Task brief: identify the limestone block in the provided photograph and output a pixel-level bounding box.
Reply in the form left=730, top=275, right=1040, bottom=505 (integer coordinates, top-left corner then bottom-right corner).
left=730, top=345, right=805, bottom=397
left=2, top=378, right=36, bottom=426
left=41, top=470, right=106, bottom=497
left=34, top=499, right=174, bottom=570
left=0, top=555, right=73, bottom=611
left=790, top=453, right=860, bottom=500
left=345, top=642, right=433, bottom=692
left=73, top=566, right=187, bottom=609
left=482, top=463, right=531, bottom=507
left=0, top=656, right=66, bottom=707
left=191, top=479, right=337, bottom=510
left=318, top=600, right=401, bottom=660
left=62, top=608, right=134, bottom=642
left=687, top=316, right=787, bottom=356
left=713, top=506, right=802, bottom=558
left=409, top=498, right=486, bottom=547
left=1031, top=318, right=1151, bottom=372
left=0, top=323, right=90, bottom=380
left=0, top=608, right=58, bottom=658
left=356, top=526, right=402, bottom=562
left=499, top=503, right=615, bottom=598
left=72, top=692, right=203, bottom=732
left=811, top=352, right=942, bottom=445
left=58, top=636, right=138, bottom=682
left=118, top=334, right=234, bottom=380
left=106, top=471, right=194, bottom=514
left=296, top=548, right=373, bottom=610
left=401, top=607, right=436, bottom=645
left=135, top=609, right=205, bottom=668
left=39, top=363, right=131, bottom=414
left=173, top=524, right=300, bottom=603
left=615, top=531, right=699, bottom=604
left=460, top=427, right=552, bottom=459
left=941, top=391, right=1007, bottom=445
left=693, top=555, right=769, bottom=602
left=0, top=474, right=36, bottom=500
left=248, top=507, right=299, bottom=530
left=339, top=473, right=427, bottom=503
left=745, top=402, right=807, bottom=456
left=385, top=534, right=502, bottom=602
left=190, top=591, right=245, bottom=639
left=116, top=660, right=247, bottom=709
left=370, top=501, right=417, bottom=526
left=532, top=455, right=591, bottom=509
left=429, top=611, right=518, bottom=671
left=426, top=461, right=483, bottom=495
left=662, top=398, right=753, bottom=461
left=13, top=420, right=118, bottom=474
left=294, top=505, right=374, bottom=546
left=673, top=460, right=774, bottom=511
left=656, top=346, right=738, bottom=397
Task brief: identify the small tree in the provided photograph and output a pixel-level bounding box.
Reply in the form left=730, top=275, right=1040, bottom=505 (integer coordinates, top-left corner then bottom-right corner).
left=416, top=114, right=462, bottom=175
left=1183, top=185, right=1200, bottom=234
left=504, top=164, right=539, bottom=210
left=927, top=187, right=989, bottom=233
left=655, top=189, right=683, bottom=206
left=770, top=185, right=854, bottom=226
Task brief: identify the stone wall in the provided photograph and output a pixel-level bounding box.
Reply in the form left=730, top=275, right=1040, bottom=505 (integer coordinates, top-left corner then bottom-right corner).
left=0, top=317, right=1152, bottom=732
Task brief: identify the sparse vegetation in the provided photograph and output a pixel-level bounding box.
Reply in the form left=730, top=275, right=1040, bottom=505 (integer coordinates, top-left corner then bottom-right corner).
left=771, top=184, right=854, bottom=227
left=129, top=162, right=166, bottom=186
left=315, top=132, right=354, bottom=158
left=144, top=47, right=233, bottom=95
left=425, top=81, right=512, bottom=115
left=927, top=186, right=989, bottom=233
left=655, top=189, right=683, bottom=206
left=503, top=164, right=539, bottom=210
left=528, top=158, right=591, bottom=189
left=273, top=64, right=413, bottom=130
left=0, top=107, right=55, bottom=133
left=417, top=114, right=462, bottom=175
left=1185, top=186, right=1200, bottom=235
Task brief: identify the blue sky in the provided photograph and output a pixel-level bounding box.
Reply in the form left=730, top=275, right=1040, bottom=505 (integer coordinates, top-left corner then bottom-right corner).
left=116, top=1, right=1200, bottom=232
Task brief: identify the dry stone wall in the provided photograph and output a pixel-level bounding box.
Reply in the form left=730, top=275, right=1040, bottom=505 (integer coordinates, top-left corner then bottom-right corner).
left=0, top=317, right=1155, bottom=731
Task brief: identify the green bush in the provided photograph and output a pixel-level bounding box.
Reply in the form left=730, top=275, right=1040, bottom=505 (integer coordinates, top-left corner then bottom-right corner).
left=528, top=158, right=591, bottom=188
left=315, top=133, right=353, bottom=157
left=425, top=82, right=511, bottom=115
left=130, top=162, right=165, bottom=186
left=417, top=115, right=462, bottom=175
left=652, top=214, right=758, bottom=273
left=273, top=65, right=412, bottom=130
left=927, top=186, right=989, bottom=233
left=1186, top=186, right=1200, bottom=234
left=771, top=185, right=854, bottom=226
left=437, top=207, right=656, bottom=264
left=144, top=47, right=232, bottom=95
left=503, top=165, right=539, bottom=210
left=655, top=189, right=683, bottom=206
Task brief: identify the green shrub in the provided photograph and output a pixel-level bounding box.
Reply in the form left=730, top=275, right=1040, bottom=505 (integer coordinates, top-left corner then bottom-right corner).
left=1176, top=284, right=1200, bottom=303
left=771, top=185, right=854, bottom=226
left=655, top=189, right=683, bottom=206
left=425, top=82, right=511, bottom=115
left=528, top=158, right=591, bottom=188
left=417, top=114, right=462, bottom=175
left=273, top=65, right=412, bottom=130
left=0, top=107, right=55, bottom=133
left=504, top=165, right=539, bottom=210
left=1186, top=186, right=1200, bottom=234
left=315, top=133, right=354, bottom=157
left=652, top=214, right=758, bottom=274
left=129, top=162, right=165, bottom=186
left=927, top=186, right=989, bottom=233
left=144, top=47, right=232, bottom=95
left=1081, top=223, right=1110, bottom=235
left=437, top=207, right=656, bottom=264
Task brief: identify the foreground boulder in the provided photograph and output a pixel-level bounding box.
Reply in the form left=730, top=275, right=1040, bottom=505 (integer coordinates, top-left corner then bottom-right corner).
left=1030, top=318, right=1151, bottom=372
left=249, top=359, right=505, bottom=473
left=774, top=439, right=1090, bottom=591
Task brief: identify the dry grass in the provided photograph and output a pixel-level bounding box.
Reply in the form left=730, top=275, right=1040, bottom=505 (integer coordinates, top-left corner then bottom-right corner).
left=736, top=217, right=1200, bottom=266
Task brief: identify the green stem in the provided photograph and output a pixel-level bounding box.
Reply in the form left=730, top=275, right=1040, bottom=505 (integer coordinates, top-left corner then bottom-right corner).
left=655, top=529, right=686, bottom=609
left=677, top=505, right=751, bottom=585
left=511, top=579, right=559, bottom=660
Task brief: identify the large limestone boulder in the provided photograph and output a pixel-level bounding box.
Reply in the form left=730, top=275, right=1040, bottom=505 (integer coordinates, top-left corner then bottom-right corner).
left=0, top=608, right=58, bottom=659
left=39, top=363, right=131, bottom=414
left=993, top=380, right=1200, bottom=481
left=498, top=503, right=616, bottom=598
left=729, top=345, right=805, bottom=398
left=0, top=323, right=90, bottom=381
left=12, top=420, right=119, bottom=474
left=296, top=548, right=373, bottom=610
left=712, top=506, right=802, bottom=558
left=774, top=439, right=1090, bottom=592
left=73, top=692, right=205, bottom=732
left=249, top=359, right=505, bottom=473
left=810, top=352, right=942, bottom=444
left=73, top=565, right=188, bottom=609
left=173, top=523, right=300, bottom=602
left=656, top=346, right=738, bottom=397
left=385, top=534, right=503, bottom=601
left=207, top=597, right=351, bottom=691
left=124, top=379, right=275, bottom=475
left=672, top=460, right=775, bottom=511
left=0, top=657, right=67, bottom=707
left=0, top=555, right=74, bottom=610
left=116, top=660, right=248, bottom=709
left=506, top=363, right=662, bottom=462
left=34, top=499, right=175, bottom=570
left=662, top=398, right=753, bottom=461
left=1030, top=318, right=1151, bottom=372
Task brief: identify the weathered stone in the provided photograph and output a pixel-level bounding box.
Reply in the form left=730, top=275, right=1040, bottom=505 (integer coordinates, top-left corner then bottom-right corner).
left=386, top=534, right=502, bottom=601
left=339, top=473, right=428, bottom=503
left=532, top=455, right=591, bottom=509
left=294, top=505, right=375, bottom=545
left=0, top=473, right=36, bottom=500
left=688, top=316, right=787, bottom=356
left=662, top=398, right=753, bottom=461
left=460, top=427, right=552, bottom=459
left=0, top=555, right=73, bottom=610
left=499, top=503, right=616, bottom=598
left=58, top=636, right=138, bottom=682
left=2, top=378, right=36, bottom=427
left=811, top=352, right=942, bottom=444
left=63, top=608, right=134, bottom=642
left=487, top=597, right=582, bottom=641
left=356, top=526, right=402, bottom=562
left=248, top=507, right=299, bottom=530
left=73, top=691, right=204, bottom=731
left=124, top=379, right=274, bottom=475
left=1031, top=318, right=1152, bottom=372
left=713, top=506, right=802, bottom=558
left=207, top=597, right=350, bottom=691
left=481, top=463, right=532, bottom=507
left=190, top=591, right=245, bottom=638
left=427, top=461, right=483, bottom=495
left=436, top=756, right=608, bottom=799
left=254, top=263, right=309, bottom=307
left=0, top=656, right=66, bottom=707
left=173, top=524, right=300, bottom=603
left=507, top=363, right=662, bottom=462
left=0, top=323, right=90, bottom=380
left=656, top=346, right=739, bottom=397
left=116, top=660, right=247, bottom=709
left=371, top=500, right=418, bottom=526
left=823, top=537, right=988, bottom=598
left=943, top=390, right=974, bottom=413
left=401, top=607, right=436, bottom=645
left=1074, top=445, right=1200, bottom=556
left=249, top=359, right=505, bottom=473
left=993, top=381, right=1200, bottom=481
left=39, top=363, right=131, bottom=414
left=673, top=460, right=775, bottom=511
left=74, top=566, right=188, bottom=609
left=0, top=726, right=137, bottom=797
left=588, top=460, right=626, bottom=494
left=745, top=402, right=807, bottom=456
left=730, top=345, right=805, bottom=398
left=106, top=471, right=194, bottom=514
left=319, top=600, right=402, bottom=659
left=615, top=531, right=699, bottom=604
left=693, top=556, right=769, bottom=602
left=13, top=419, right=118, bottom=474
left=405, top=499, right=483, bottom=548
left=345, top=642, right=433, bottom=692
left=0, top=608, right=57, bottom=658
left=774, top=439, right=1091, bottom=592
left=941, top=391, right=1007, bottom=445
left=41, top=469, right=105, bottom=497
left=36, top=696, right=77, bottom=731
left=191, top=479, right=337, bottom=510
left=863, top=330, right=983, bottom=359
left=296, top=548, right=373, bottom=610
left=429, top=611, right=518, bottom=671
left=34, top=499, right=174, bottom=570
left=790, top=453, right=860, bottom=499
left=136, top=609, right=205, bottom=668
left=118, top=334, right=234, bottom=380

*Assigned task*:
From the records above, extract exactly and only the lines that begin at the line with "Task brief: identify the blue" and stop after the line with "Task brief: identify the dry stone".

*Written response*:
Task brief: identify the blue sky in the provided photograph and output a pixel-level bounding box.
Reply in the form left=730, top=275, right=1040, bottom=505 (integer coordinates, top-left corner then bottom-right corner).
left=116, top=1, right=1200, bottom=232
Task brief: identify the dry stone wall in the provided photograph and output a pixel-level bounding box.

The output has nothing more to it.